> Extracted material:

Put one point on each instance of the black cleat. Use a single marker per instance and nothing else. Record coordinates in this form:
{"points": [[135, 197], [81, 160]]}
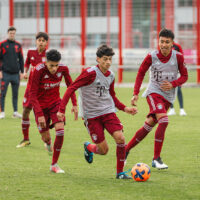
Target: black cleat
{"points": [[88, 154]]}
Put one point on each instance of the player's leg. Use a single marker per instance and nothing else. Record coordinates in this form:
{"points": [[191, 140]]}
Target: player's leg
{"points": [[96, 131], [159, 139], [171, 110], [4, 88], [140, 134], [59, 128], [120, 153], [25, 127], [180, 100], [15, 91]]}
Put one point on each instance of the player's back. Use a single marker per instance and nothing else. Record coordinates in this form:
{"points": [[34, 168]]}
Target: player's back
{"points": [[49, 84]]}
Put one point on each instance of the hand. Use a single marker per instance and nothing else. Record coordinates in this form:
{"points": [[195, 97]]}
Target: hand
{"points": [[25, 75], [166, 86], [134, 100], [75, 111], [130, 110], [42, 122], [21, 76], [60, 116]]}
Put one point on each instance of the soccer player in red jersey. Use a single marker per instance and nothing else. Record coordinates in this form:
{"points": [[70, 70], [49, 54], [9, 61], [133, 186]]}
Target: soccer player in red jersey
{"points": [[34, 57], [98, 106], [182, 112], [45, 99], [164, 66]]}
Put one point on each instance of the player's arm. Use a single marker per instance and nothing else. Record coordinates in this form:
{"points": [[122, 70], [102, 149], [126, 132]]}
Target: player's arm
{"points": [[27, 65], [34, 90], [86, 78], [183, 72], [119, 104], [21, 62], [140, 77], [166, 85], [68, 82]]}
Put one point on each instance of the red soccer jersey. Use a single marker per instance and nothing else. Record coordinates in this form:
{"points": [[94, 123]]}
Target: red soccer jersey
{"points": [[33, 58], [148, 62], [86, 78], [44, 91]]}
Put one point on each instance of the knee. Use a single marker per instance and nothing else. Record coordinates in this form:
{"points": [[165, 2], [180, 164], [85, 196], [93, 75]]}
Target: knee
{"points": [[104, 150], [46, 137], [120, 139], [26, 113], [164, 120]]}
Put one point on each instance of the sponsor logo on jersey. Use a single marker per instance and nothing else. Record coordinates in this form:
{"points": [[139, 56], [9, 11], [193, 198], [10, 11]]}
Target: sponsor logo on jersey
{"points": [[46, 76], [159, 106], [59, 74], [43, 59], [94, 137]]}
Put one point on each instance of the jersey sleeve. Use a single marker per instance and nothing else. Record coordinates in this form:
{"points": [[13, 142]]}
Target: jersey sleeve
{"points": [[27, 62], [141, 73], [118, 104], [183, 71], [34, 90], [68, 82], [84, 79]]}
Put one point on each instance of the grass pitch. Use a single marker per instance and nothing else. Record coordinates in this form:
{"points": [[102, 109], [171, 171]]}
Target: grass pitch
{"points": [[24, 173]]}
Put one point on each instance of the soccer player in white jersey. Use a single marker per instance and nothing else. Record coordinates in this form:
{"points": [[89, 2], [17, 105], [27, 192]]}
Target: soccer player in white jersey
{"points": [[164, 66], [98, 105]]}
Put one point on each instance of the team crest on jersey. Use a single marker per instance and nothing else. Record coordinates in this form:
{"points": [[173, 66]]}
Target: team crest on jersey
{"points": [[94, 137], [46, 76], [43, 59], [159, 106], [59, 74]]}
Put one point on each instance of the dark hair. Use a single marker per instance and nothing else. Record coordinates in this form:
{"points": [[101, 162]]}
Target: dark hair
{"points": [[53, 55], [11, 28], [166, 33], [42, 34], [104, 50]]}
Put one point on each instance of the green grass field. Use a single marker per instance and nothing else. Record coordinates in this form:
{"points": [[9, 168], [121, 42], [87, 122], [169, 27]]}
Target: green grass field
{"points": [[24, 173]]}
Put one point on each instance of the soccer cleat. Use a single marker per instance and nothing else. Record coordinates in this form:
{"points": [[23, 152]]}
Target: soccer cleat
{"points": [[158, 163], [171, 112], [88, 154], [23, 143], [123, 175], [17, 115], [49, 148], [182, 112], [2, 115], [56, 169], [127, 152]]}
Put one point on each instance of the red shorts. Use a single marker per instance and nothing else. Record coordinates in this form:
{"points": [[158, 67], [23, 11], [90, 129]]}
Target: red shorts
{"points": [[96, 126], [26, 101], [50, 115], [157, 104]]}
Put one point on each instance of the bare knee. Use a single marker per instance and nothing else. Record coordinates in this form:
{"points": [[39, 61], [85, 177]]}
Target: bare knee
{"points": [[26, 113], [46, 137]]}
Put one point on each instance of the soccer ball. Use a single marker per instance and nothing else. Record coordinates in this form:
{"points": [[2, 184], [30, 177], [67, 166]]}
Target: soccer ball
{"points": [[141, 172]]}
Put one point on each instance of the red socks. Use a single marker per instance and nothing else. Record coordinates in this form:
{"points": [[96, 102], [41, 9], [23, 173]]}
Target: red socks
{"points": [[57, 145], [25, 128], [120, 152], [159, 136], [139, 136], [93, 148]]}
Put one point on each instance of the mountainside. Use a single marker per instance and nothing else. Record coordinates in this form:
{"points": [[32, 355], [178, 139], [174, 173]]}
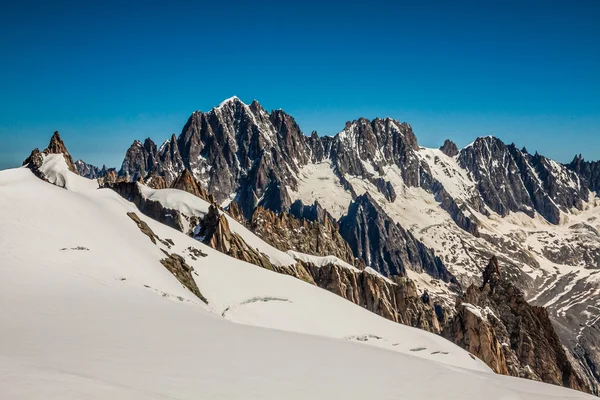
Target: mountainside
{"points": [[135, 309], [467, 205], [395, 228]]}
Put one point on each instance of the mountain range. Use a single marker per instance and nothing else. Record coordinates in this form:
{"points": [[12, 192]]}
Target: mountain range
{"points": [[490, 247]]}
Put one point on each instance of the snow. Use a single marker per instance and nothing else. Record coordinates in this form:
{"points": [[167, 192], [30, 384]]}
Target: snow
{"points": [[188, 204], [229, 100], [320, 261], [112, 322], [56, 171], [318, 182]]}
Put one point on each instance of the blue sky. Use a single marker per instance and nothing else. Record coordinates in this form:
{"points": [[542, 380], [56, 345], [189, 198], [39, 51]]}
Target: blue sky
{"points": [[105, 74]]}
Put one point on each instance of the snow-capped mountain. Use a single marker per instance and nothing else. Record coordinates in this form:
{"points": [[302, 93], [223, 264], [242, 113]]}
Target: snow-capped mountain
{"points": [[105, 302], [537, 216], [400, 230]]}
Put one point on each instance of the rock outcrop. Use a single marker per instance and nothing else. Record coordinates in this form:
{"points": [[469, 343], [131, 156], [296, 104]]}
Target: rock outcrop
{"points": [[512, 180], [396, 299], [188, 183], [285, 232], [449, 148], [386, 246], [587, 171], [56, 146], [496, 316], [214, 231]]}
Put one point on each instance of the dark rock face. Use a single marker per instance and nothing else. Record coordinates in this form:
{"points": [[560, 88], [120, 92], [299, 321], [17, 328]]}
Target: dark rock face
{"points": [[56, 146], [313, 212], [91, 171], [509, 179], [87, 170], [244, 151], [386, 246], [397, 301], [497, 312], [154, 209], [588, 172], [183, 272], [449, 148], [188, 183], [286, 232], [448, 203]]}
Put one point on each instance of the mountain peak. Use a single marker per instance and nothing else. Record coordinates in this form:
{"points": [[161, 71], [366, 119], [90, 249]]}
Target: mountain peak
{"points": [[57, 146], [231, 100], [449, 148]]}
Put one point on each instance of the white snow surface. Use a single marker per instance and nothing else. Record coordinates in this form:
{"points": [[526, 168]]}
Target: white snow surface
{"points": [[87, 311], [188, 204]]}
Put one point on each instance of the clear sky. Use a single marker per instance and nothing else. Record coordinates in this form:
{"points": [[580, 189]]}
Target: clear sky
{"points": [[107, 73]]}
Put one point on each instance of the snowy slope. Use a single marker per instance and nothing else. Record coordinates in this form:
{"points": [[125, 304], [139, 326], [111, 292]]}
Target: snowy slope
{"points": [[190, 205], [87, 311]]}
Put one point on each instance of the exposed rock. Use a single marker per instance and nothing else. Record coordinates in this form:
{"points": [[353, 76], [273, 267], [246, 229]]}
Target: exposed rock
{"points": [[449, 148], [313, 212], [395, 300], [587, 171], [188, 183], [146, 230], [235, 212], [153, 209], [34, 162], [449, 204], [56, 146], [386, 246], [511, 180], [285, 232], [214, 231], [156, 181], [87, 170], [497, 316], [183, 272]]}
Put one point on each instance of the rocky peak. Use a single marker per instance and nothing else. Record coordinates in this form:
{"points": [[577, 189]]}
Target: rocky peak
{"points": [[497, 324], [384, 245], [314, 212], [286, 232], [510, 180], [587, 171], [449, 148], [491, 274], [186, 182], [57, 146]]}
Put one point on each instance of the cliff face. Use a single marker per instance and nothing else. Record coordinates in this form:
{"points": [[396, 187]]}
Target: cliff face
{"points": [[286, 232], [56, 146], [496, 323], [386, 246]]}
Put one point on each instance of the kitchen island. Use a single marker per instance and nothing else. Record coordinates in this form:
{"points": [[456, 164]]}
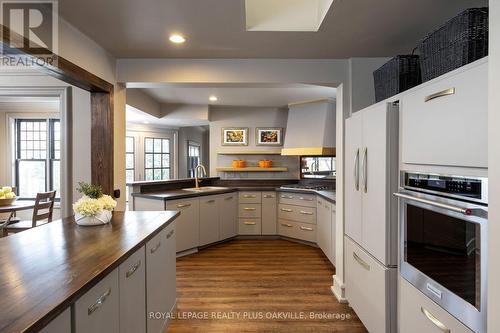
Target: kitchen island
{"points": [[52, 270]]}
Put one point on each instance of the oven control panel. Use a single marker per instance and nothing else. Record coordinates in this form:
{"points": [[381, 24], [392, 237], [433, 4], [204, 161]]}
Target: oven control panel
{"points": [[454, 185]]}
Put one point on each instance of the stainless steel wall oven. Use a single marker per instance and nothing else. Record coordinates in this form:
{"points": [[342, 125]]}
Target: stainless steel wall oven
{"points": [[443, 241]]}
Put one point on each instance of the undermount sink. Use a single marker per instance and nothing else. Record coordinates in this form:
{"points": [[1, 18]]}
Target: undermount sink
{"points": [[205, 189]]}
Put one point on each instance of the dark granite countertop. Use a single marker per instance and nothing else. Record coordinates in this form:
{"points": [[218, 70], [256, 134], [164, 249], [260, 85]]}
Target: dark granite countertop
{"points": [[183, 194]]}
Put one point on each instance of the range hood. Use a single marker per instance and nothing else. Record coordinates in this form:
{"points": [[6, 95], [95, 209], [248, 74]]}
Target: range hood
{"points": [[310, 129]]}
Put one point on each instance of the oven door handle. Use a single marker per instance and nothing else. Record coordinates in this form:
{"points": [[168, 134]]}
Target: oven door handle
{"points": [[464, 211]]}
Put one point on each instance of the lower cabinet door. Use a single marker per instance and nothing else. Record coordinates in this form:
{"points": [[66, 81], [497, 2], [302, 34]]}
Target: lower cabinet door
{"points": [[133, 293], [297, 230], [228, 215], [249, 226], [209, 220], [157, 266], [418, 313], [269, 213], [98, 310], [61, 324], [187, 225], [370, 289]]}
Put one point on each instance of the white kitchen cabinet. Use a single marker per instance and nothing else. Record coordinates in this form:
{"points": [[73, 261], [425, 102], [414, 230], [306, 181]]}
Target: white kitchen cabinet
{"points": [[132, 282], [187, 225], [160, 279], [209, 219], [98, 310], [61, 324], [269, 213], [445, 121], [324, 227], [371, 178], [228, 215], [370, 289], [418, 313]]}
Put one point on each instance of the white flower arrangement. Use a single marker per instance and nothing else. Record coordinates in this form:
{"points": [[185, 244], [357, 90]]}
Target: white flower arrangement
{"points": [[94, 208]]}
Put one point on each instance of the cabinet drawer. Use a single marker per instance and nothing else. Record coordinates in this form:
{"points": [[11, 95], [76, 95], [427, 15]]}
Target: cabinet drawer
{"points": [[98, 310], [250, 197], [414, 307], [250, 210], [132, 279], [297, 213], [302, 231], [455, 124], [370, 289], [298, 199], [249, 226]]}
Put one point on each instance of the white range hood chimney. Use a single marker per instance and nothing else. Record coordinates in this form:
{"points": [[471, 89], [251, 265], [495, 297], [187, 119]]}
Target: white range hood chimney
{"points": [[310, 129]]}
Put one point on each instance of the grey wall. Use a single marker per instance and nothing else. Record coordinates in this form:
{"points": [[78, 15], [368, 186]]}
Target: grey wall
{"points": [[198, 134], [251, 118], [494, 170]]}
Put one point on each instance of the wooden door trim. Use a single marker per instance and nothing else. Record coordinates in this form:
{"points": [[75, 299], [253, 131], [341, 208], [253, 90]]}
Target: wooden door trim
{"points": [[101, 100]]}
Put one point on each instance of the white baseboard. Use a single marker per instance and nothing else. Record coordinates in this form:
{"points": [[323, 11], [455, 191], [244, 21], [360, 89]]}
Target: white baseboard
{"points": [[338, 290]]}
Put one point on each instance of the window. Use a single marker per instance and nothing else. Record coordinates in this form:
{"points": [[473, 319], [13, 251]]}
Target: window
{"points": [[193, 157], [38, 156], [156, 159], [130, 158]]}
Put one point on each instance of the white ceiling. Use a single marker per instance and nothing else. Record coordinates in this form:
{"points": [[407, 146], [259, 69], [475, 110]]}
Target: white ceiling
{"points": [[217, 29], [252, 95], [16, 104]]}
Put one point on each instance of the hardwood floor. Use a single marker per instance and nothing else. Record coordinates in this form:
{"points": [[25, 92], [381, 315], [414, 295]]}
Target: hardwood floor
{"points": [[245, 281]]}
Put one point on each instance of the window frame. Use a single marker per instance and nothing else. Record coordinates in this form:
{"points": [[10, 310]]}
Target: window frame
{"points": [[49, 152], [161, 153]]}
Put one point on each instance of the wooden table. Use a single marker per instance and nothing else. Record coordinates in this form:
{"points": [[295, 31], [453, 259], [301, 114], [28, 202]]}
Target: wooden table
{"points": [[17, 206]]}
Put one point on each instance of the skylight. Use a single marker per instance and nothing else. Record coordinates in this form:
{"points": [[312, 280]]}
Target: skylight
{"points": [[285, 15]]}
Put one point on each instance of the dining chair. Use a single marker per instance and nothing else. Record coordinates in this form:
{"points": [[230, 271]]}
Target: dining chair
{"points": [[4, 221], [42, 213]]}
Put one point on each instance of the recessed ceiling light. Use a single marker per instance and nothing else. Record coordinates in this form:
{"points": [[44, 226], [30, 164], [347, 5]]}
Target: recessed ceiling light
{"points": [[177, 39]]}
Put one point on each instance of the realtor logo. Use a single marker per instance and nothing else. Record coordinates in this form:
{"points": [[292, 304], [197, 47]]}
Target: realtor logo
{"points": [[29, 34]]}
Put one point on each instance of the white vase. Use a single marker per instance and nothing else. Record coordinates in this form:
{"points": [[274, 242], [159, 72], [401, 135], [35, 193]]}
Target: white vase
{"points": [[103, 217]]}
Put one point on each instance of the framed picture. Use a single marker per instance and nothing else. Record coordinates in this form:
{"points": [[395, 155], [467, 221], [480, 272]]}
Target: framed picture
{"points": [[235, 136], [269, 136]]}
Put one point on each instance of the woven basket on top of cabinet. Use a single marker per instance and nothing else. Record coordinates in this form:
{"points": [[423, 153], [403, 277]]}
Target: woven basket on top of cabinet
{"points": [[398, 74], [461, 40]]}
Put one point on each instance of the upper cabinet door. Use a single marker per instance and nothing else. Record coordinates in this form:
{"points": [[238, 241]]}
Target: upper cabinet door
{"points": [[375, 177], [445, 122], [353, 152]]}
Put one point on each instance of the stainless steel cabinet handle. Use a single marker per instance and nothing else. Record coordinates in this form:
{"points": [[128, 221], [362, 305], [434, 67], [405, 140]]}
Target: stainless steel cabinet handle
{"points": [[99, 302], [154, 249], [446, 92], [134, 268], [464, 211], [435, 321], [356, 170], [365, 170], [183, 205], [361, 261]]}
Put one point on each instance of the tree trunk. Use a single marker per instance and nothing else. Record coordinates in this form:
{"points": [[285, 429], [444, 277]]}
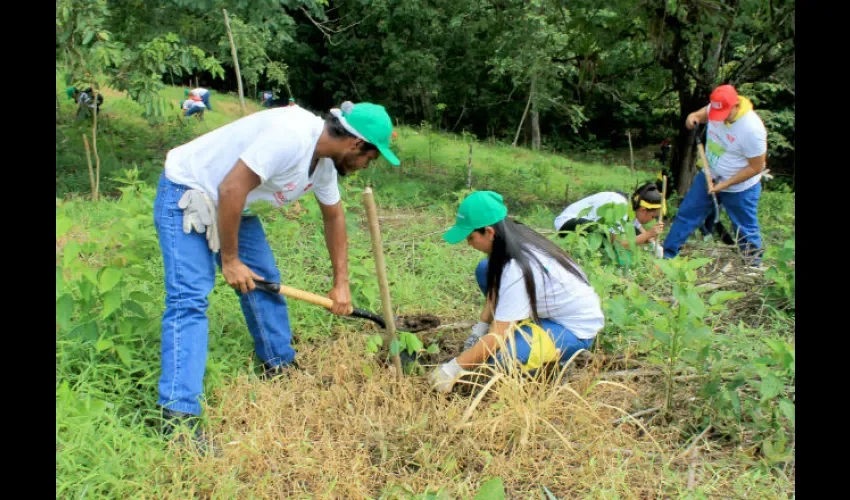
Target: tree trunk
{"points": [[535, 116], [235, 60], [685, 153], [522, 120]]}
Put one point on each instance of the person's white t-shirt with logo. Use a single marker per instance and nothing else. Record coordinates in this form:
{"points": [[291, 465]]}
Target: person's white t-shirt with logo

> Objective: Repeat the lines from the line containing "Put one point on each instance of the woven" through the end of the material above exactly, with no pictures and nothing else.

> Response to the exercise:
Put one point on each instance of the woven basket on top of cabinet. Use a single marker per instance and nothing else. Record coordinates in this form:
{"points": [[423, 153], [403, 277]]}
Target: woven basket on top of cabinet
{"points": [[398, 74], [461, 40]]}
Put one point on each instance of the upper cabinet door. Use a single marker per instance and nothing else. Record coordinates in this form:
{"points": [[238, 241]]}
Target: upper cabinet door
{"points": [[375, 177], [445, 122], [353, 152]]}
Put one point on each instance of the stainless steel cabinet handle. Use a single marker per instance and nothing else. Record coordinates in this form:
{"points": [[128, 221], [362, 305], [434, 67], [405, 140]]}
Target: stainless steel cabinet handle
{"points": [[99, 302], [154, 249], [446, 92], [134, 268], [464, 211], [435, 321], [356, 170], [365, 170], [183, 205], [361, 261]]}
Put one point on each instance of the tree trunk. Use a single marker per instance and nothing else. Record coordinates in this form:
{"points": [[285, 429], [444, 277]]}
Target: tree trunk
{"points": [[535, 116], [235, 60], [685, 153], [522, 120]]}
Put one point on each instance of the person's white t-shirt with logo. Use a single marker per instance and nothing else. Record coordinates in this form:
{"points": [[291, 465]]}
Target: person's white t-shirt with logo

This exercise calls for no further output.